YOUR TASK ▸ Copy each line of the listing below exactly.

Point-based annotation data:
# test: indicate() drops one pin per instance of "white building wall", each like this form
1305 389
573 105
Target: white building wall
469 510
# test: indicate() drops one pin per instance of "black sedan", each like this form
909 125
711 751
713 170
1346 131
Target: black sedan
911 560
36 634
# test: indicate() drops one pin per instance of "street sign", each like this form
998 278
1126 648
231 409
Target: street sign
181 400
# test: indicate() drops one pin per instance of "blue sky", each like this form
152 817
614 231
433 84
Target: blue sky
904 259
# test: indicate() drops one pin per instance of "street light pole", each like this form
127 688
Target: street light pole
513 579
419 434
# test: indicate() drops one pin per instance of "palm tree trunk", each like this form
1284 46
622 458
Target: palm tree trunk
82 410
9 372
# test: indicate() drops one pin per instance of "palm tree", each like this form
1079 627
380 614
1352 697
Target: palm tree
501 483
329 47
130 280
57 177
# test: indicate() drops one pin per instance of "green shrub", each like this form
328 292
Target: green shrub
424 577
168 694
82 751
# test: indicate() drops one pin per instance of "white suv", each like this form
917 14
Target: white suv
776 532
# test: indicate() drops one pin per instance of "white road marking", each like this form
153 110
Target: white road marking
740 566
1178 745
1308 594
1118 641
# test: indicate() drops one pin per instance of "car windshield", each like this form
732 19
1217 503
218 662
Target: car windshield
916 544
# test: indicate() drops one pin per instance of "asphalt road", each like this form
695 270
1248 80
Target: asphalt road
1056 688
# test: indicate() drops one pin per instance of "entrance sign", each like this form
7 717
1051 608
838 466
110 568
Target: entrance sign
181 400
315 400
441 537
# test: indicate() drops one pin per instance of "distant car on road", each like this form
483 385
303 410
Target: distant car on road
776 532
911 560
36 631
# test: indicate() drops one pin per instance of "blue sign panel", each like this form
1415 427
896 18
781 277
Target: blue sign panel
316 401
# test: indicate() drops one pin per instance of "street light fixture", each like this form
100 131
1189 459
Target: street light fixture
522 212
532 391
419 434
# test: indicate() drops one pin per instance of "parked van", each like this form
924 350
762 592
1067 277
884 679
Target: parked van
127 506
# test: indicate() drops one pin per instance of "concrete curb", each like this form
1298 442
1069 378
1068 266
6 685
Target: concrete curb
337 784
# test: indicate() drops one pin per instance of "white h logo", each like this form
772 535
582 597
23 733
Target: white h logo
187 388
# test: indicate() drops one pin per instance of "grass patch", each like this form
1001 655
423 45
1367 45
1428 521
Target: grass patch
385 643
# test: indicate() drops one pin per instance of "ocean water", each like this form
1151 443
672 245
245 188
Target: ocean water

EXERCISE OUTPUT ▸
# test: indicate() drops one pin per instance of "white building wall", each like this form
1305 389
573 105
Target: white building wall
469 510
# test: indicate() drops one pin per instance of "black sedan", each like this form
909 125
711 751
713 170
1346 131
Target: black sedan
911 560
36 634
# test: indicate() drops one pin per instance of "street sign", each like this form
998 278
1126 648
231 409
Target: street sign
181 400
# test: indicate() drops one pin per instance of "blue sky", each like this form
152 817
614 231
433 84
Target: blue sky
904 259
# test: indicate() drops one pin per instance of "street light pole", each like this form
127 688
Target: street light pole
513 579
419 434
# test: indicate() drops one pin per instance of "palm tree trunk", each like this form
1284 46
622 458
Target: palm tree trunk
82 410
9 372
# test: indicate() drops one pin per instance of "palm tree", each like this form
1079 627
380 614
1352 697
Target: palm tree
501 483
329 47
130 280
57 177
# test: indicate() drops one pin per instance of "green shrub", each like this form
328 292
Target: green shrub
424 577
168 694
82 751
# test: indicate() drops one pin per instance of "white suv", each like this form
917 14
Target: white suv
776 532
# test: indicate() drops one pin per instance of "white road marking", each like this form
153 110
Target: white road marking
740 566
1178 745
1308 594
1118 641
# test: indicate() drops one pin per instance of "car windshield", each like this form
732 19
1217 503
218 662
Target: car windshield
916 544
# test: indicate() drops one pin per instance of "asphalt road", each like this form
695 270
1248 80
Target: asphalt road
1056 688
# test: indicate() drops one pin per instance of "entrance sign", each like this form
7 717
1051 608
838 466
110 568
Target: entrance sign
181 400
315 400
441 537
# test: indicate() drops one pin per instance of "distant car on road", each like this form
483 385
303 410
Target: distant car on road
776 532
911 560
36 631
# test: indicate() drops one pin per instance of "blue sign panel", each like this form
1415 427
896 18
781 277
Target: blue sign panel
316 401
# test: indicate() drops one pin per instance of "street light fixture", each like this form
100 131
1189 459
Target: street light fixture
522 212
532 391
419 434
# test: indicate() drops one pin per instance of "parked van", each like this form
924 350
762 592
1067 277
884 679
Target: parked van
127 506
# test: indicate() drops one pin per instance of "concrete curb", each like this form
1298 442
1069 378
1068 266
6 685
Target: concrete curb
337 784
# test: indicate() drops one pin per instance of "white h logo", each like this form
772 535
582 597
23 733
Target: white h logo
187 388
# test: indicate() drops one pin per instance of "grass patch", each like this form
1001 655
423 45
1367 45
1428 521
Target: grass patch
385 643
# test: indicate() drops one pin per instance of "ocean water", each like this form
1151 443
672 245
245 188
Target: ocean water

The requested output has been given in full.